** Excerpt to read **
The NNSP library provides:

Fixed-point Activation Functions (ReLU6, Tanh, Sigmoid, Linear).
Affine (Fully-Connected) Layers with different accumulators (32-bit or 64-bit).
LSTM routines optimized for fixed-point arithmetic.
STFT/Spectrogram routines, including windowing functions and FFT-based transforms.
Mel Spectrogram computations.
Feature extraction modules for audio signals (e.g., log-mel spectrogram).
IIR Filtering utilities.
Debug & Logging functionalities.
NeuralNet and NNSPClass structures for building speech-related pipelines (e.g., KWS, VAD, S2I, SE).

You can build and link these APIs into your embedded or desktop application to implement fixed-point deep learning tasks, speech feature extraction, or classical signal-processing pipelines.

** Raw records **

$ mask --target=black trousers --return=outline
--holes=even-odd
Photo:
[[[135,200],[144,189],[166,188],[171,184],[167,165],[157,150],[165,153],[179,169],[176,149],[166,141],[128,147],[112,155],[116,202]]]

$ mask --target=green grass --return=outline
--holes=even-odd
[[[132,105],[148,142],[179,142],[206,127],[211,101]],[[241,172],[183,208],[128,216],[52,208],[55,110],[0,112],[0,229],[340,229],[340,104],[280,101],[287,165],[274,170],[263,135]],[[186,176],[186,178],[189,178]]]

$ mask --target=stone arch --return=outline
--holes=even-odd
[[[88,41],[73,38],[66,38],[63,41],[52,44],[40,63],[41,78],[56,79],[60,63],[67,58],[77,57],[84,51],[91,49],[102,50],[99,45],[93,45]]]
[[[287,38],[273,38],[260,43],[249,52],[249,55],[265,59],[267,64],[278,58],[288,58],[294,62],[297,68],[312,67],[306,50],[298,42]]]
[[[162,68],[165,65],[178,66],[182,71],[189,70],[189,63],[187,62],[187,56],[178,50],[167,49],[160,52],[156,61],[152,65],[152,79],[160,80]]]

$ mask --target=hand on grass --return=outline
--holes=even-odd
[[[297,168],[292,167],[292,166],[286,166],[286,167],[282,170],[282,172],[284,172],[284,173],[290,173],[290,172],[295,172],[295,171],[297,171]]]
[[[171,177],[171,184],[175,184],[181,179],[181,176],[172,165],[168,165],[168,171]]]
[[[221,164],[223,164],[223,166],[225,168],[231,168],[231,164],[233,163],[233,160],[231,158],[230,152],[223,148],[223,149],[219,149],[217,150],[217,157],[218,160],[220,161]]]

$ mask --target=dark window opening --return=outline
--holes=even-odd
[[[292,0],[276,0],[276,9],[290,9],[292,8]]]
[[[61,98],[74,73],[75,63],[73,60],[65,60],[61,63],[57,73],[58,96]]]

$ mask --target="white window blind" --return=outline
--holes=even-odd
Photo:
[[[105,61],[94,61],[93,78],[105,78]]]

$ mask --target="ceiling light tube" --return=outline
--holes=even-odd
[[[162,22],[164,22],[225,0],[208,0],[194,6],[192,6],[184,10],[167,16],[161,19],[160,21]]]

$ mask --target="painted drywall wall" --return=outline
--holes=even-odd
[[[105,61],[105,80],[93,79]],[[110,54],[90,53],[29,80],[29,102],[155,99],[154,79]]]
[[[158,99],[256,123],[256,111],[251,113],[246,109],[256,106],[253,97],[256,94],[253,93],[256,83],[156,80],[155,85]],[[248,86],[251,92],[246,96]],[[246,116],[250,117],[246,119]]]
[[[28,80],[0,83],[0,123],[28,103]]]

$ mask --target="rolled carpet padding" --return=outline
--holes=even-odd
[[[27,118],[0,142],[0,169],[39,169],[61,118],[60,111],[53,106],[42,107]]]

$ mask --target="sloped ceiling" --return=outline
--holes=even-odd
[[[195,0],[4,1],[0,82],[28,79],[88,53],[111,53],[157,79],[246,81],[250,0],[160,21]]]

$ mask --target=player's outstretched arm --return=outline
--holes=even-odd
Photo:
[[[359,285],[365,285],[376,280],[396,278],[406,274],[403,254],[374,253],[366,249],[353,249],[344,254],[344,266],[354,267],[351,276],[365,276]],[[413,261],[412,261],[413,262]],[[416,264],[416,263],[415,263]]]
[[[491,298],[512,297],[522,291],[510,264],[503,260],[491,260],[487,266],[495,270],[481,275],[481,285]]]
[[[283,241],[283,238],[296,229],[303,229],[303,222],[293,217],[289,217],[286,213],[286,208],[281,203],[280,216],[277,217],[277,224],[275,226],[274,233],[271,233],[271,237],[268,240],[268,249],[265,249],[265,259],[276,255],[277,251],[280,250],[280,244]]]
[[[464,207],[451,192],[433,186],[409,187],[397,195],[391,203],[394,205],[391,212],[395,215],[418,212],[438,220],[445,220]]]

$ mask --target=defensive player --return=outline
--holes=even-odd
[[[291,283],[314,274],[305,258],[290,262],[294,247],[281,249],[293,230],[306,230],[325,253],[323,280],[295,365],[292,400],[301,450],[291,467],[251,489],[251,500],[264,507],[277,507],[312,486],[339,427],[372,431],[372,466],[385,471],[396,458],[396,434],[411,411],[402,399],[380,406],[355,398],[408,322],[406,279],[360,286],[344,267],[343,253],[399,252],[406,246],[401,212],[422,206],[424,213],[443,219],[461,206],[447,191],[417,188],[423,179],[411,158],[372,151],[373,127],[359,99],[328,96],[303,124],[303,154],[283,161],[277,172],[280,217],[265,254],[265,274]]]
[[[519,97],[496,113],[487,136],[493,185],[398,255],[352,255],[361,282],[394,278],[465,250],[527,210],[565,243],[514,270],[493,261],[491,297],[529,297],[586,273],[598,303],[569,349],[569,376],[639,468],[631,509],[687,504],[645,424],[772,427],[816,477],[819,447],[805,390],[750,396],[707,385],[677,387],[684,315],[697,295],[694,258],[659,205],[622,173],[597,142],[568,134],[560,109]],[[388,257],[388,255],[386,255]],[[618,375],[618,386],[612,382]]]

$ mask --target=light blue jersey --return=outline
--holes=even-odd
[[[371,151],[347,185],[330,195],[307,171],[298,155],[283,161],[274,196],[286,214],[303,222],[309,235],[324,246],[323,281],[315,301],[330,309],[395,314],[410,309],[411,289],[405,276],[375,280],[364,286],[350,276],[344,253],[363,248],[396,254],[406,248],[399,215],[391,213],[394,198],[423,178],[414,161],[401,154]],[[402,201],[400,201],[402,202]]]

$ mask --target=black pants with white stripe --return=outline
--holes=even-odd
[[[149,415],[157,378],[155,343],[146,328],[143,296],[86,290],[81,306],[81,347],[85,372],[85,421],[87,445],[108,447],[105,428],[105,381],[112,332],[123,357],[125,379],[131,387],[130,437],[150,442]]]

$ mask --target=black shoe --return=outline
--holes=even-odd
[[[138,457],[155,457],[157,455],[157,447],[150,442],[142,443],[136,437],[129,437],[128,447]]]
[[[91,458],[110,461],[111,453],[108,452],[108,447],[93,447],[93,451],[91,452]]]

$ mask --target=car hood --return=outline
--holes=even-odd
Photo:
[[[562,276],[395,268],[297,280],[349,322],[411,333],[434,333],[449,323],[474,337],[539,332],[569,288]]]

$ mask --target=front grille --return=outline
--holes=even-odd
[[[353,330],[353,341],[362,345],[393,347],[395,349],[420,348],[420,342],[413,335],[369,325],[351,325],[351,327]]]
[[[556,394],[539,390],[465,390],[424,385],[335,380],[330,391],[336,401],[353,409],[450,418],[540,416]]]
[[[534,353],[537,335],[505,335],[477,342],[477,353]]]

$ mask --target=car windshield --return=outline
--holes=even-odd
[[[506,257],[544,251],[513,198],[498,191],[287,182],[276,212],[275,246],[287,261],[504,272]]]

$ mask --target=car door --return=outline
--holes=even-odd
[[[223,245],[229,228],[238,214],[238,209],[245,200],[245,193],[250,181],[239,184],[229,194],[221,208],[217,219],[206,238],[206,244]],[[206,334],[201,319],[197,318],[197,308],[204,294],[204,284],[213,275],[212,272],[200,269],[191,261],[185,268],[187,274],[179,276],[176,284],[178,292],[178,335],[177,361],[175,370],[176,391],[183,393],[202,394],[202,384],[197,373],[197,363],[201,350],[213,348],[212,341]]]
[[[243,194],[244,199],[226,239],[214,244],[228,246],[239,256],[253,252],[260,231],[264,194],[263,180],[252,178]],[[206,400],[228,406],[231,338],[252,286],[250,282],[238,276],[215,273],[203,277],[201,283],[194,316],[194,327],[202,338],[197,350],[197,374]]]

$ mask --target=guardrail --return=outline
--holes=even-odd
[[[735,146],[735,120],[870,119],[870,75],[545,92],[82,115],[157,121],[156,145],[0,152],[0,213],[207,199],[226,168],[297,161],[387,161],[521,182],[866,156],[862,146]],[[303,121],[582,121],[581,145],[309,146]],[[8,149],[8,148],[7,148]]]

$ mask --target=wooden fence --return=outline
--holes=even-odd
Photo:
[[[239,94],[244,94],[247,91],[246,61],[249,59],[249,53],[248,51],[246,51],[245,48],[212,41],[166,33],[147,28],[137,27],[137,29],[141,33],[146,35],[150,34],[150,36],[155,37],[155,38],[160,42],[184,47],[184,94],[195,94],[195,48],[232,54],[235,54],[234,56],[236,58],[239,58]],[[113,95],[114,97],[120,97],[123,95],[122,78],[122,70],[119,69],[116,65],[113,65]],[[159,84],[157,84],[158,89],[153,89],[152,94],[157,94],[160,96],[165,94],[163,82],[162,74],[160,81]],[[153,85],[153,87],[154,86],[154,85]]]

** Goal **
In the NNSP library text, what accumulator sizes are available for the affine (fully-connected) layers?

** Task output **
32-bit or 64-bit.